= SUPPLIED TEXT =

▼

Webinar: Unlocking the Potential of Electroporation for Studying Ion Channel-Related Disorders and iPSCs

This webinar was broadcasted live on December 19, 2023.

Genetic disorders such as cystic fibrosis and long QT syndrome are caused by mutations in human ion channel and ion transporter genes. Electroporation is a non-viral transfection technique increasingly used to study these disorders. Electric pulses cause transient permeability in cell membranes allowing scientists to introduce genetic material, creating stable cell lines with desired traits, or delivering therapeutic genes into target cells. However, factors such as cell type and cell viability can affect successful delivery and inability to scale could compromise clinical translation.

In this GEN webinar, Dr. Alfred George discusses an electroporation approach that addresses efficiency challenges and engineers target cells at unprecedented scale. He also discusses MaxCyte electroporation and how it was used to express human ion channel variants in cultured mammalian cells to enable high throughput automated patch clamp recording. The MaxCyte STx enabled functional evaluation of ion channel variants without requiring stable cell line creation. You’ll learn how to use electroporation to create or correct mutations in induced pluripotent stem cells (iPSCs) for modeling human genetic diseases and providing proof of concept for gene therapy.

Speaker

Al George headshot 2023

Alfred L. George, Jr.

MD Professor and Chair Department of Pharmacology Northwestern University Feinberg School of Medicine

Dr. George is a pioneer in elucidating the genetics and pathogenesis of channelopathies—disorders caused by mutations in ion channel genes. His work focuses on genetic disorders caused by voltage-gated ion channel mutations that are responsible for disorders of membrane excitability including diseases affecting muscle, heart and brain that result in abnormal muscle contraction, cardiac arrhythmias, sudden death, epilepsy and related neurodevelopmental disorders. Throughout his career, he has made enduring contributions to the field of channelopathy that have revealed the genetic basis for several disorders, clarified the functional consequences of dozens of mutant ion channels, and helped translate discoveries into new therapeutic strategies for these orphan diseases.

▲

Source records
▼

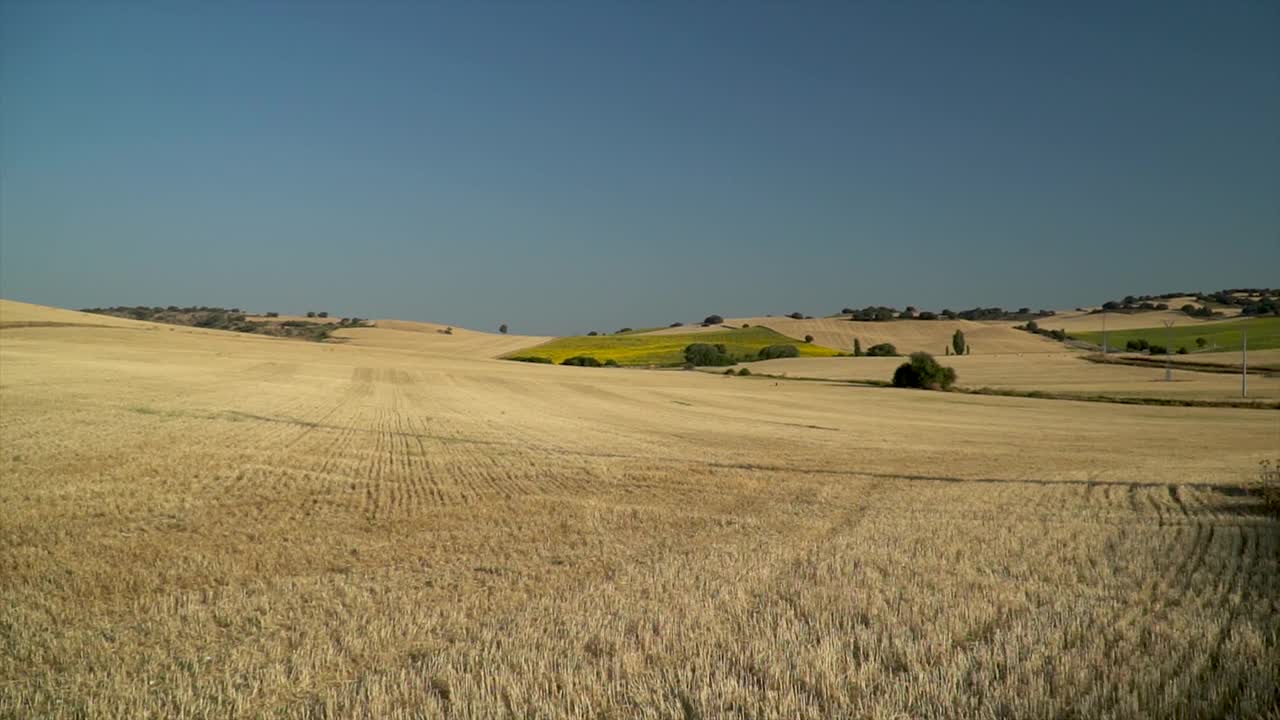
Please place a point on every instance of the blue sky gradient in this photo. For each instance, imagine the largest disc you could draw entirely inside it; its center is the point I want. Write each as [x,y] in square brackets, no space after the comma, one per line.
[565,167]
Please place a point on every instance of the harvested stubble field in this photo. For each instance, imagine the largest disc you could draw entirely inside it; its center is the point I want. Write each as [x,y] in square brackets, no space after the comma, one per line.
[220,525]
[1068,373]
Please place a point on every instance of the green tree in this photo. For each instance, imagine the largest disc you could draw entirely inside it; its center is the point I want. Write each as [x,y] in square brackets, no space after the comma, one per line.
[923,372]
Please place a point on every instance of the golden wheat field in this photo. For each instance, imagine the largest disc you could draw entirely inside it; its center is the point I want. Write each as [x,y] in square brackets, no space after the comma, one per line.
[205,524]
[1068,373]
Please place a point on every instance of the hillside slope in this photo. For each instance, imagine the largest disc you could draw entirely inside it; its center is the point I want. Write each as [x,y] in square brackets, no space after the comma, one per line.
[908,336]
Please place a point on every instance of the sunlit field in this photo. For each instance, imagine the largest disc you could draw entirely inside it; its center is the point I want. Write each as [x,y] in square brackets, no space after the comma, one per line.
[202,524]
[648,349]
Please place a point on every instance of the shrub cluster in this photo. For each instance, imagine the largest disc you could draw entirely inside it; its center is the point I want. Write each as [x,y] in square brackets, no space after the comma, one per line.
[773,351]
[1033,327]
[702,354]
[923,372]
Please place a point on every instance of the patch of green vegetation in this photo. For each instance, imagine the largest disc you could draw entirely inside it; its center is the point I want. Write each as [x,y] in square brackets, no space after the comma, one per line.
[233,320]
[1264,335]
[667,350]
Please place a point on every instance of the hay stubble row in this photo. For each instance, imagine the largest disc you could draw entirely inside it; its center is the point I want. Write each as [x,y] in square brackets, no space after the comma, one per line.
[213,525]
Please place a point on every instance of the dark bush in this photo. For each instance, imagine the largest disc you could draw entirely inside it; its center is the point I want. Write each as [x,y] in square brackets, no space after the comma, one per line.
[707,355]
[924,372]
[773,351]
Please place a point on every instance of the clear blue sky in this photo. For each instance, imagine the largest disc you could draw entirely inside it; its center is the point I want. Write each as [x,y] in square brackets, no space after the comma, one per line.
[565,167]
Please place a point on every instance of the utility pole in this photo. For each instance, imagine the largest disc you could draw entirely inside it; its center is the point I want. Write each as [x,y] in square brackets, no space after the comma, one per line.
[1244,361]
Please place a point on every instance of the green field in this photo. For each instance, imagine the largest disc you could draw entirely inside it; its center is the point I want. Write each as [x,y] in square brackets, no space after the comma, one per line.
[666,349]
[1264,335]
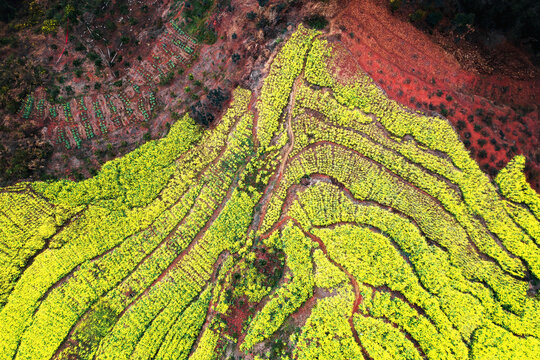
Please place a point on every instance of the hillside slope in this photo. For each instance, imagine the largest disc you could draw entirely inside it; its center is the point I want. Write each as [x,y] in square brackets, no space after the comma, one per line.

▲

= WHAT THIS EXERCISE ASKS =
(A) What is the Spanish translation of this sentence from the webinar text: "Electroporation is a non-viral transfection technique increasingly used to study these disorders."?
(B) Print the part of the webinar text that begins at the words "Genetic disorders such" and stops after "compromise clinical translation.".

= EXERCISE SOLUTIONS =
(A) La electroporación es una técnica de transfección no viral que se utiliza cada vez más para estudiar estos trastornos.

(B)
Genetic disorders such as cystic fibrosis and long QT syndrome are caused by mutations in human ion channel and ion transporter genes. Electroporation is a non-viral transfection technique increasingly used to study these disorders. Electric pulses cause transient permeability in cell membranes allowing scientists to introduce genetic material, creating stable cell lines with desired traits, or delivering therapeutic genes into target cells. However, factors such as cell type and cell viability can affect successful delivery and inability to scale could compromise clinical translation.